## TASK OBJECTIVE
Could the records below please be retyped exactly, with their pictures left out?

## DATASET ENTRIES
_ _ _ _

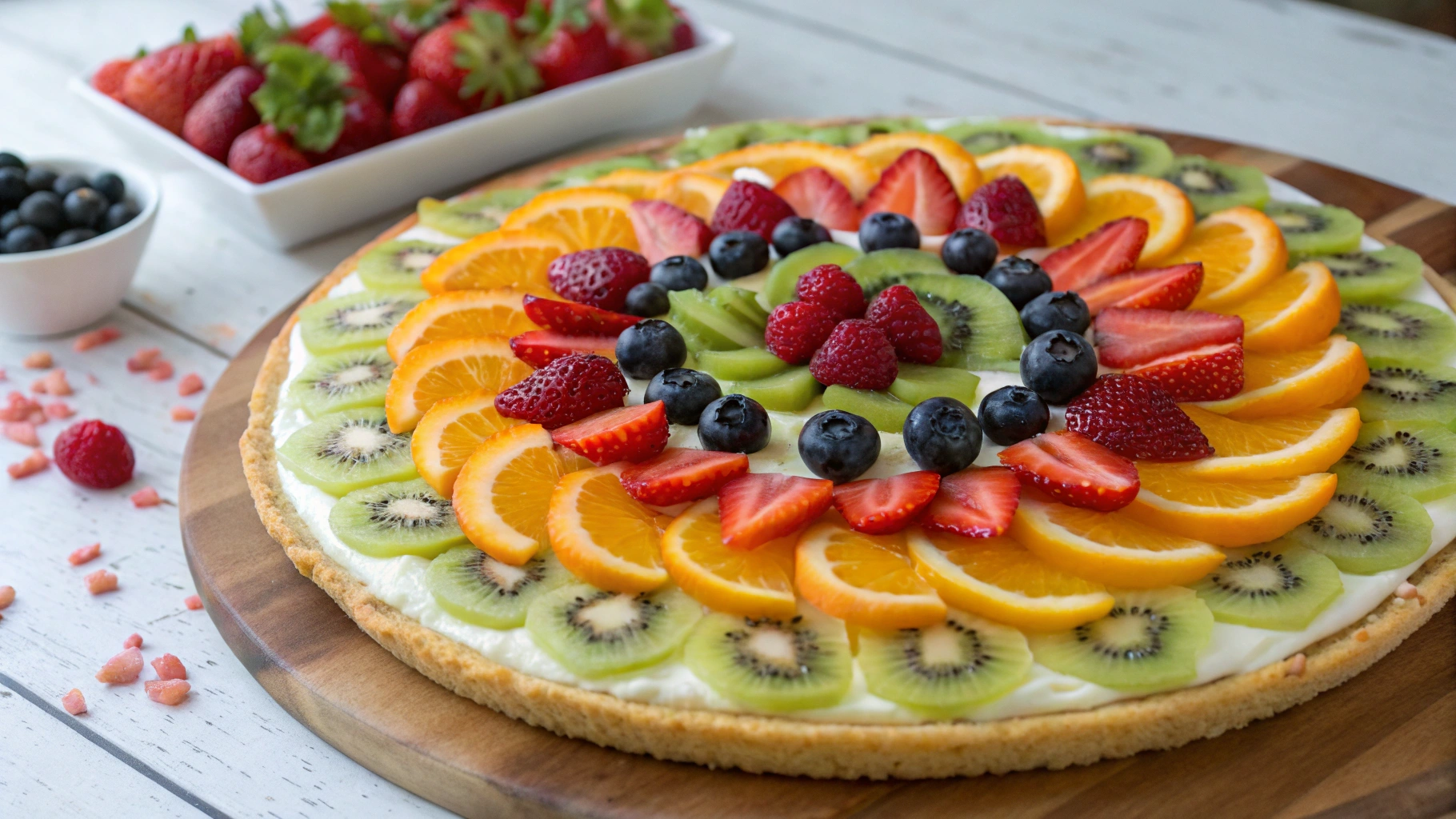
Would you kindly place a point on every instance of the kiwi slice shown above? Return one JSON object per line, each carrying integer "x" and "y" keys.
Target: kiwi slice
{"x": 1370, "y": 275}
{"x": 355, "y": 321}
{"x": 1149, "y": 641}
{"x": 1273, "y": 585}
{"x": 784, "y": 277}
{"x": 1367, "y": 529}
{"x": 348, "y": 449}
{"x": 1216, "y": 185}
{"x": 944, "y": 668}
{"x": 479, "y": 589}
{"x": 342, "y": 380}
{"x": 1310, "y": 230}
{"x": 594, "y": 633}
{"x": 1401, "y": 392}
{"x": 474, "y": 214}
{"x": 390, "y": 520}
{"x": 778, "y": 665}
{"x": 1410, "y": 457}
{"x": 1399, "y": 329}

_ _ _ _

## WRITTEN ANSWER
Would you kindly place a point on every instance of the kiwi slice shown above? Return one JSON object per line, each carrying integer "x" and "y" keys.
Target: kiwi slice
{"x": 1370, "y": 275}
{"x": 355, "y": 321}
{"x": 1149, "y": 641}
{"x": 1273, "y": 585}
{"x": 784, "y": 277}
{"x": 1367, "y": 529}
{"x": 348, "y": 449}
{"x": 1216, "y": 185}
{"x": 944, "y": 668}
{"x": 479, "y": 589}
{"x": 342, "y": 380}
{"x": 1310, "y": 230}
{"x": 594, "y": 633}
{"x": 1401, "y": 392}
{"x": 474, "y": 214}
{"x": 390, "y": 520}
{"x": 778, "y": 665}
{"x": 1410, "y": 457}
{"x": 1399, "y": 329}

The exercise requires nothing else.